══ PROVIDED DATA

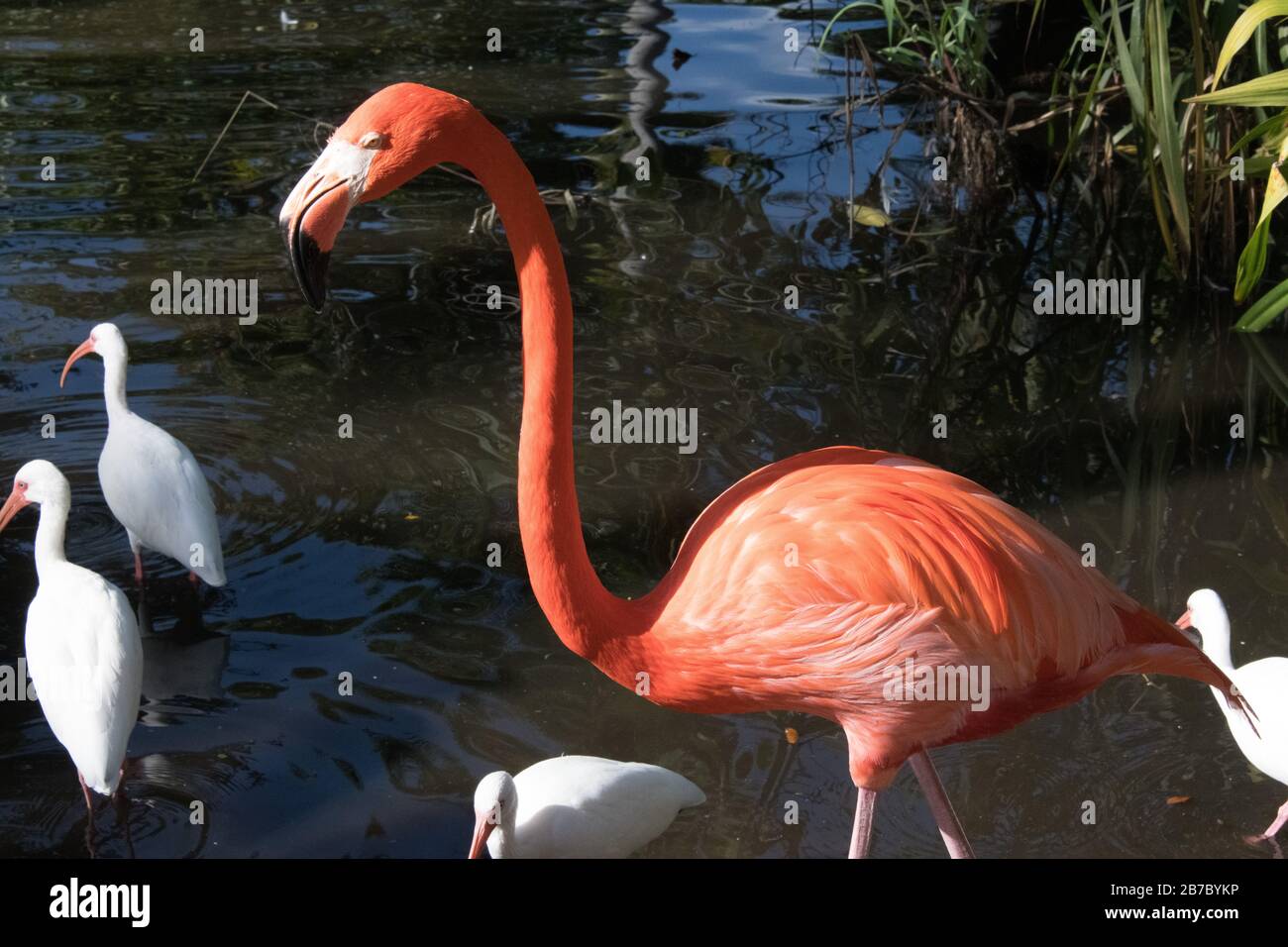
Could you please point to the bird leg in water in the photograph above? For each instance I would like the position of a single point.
(954, 839)
(89, 819)
(123, 812)
(89, 800)
(864, 814)
(1273, 830)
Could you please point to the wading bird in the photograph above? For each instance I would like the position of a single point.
(84, 652)
(803, 585)
(578, 806)
(151, 482)
(1265, 685)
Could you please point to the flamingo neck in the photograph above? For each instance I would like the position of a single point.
(583, 612)
(51, 536)
(114, 388)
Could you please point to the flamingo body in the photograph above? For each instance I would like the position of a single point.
(151, 480)
(805, 582)
(580, 806)
(82, 644)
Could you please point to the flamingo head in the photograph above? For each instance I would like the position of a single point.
(106, 342)
(38, 482)
(390, 138)
(494, 804)
(1205, 613)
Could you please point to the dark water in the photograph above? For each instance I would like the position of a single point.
(369, 554)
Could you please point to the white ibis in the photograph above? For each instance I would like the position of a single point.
(1262, 684)
(151, 482)
(578, 806)
(82, 646)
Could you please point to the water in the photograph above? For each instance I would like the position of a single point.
(369, 554)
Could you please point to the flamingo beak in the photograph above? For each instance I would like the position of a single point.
(16, 501)
(316, 209)
(483, 826)
(81, 351)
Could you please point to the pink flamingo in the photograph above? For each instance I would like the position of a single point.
(806, 585)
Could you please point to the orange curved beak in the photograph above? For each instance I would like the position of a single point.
(81, 351)
(483, 826)
(313, 215)
(16, 501)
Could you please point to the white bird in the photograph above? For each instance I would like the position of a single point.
(82, 646)
(151, 482)
(578, 806)
(1265, 685)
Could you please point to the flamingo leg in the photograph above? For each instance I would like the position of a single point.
(954, 839)
(864, 814)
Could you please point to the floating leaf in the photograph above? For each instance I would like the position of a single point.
(870, 217)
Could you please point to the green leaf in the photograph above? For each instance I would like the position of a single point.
(1241, 31)
(1265, 309)
(1262, 90)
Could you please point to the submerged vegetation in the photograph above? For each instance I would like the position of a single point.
(1175, 110)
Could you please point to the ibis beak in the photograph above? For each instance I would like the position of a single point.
(81, 351)
(483, 826)
(314, 213)
(16, 501)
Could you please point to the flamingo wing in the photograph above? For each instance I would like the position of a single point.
(810, 582)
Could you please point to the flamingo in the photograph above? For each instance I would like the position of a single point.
(578, 806)
(151, 482)
(804, 586)
(1263, 684)
(82, 646)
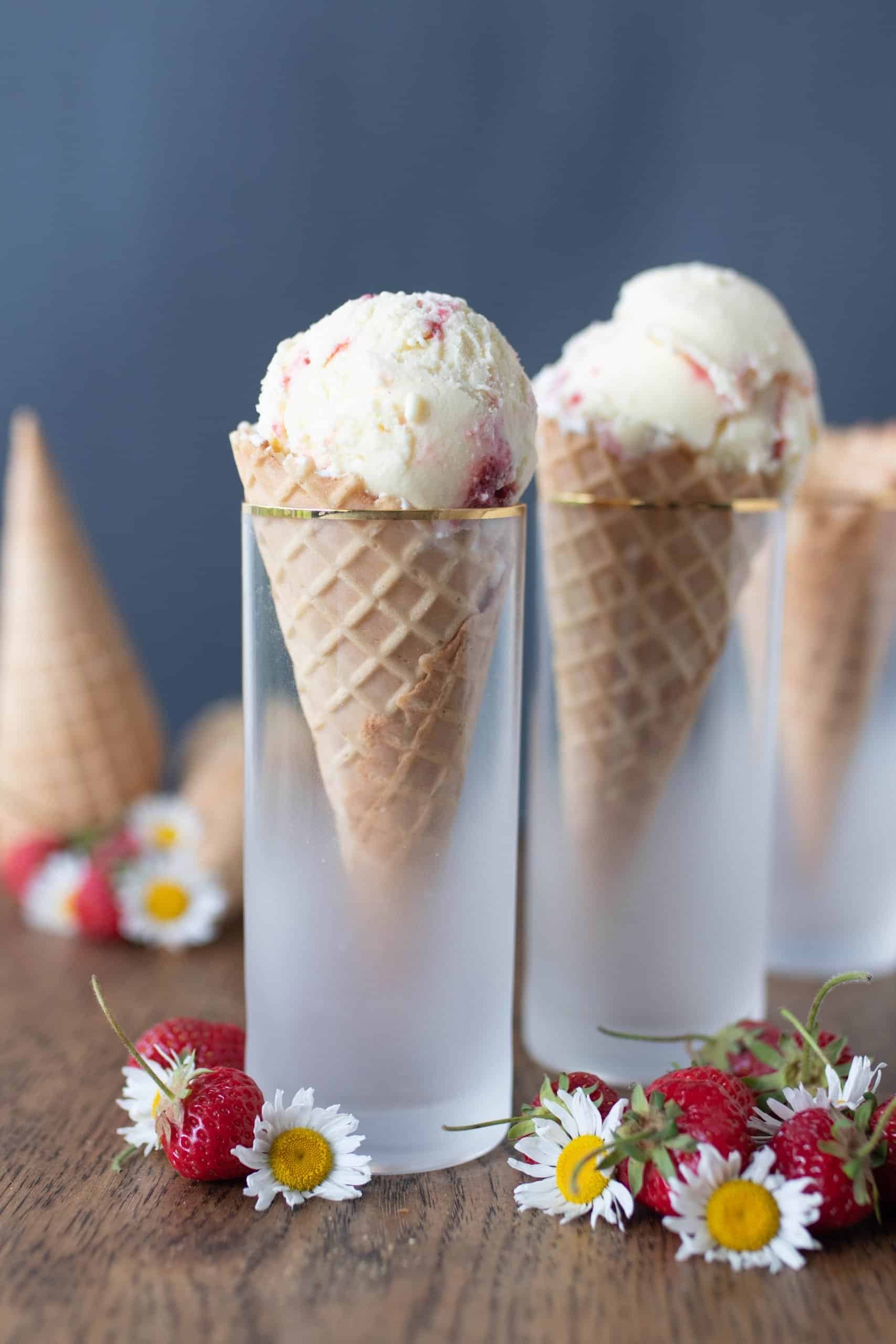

════

> [GOAL OF THE EXERCISE]:
Format the lines of the data above as a JSON list of strings, one string per line and no blank lines, beginning at the line that contains "Could you please point to the flamingo in" and continuing through the end of the data. Leave the pictures out of the list.

> [REPLY]:
[
  "Could you please point to the flamingo in the photograph above? For each instance I would like the position of a single point.",
  "(578, 806)",
  "(151, 482)",
  "(804, 586)",
  "(1263, 684)",
  "(82, 646)"
]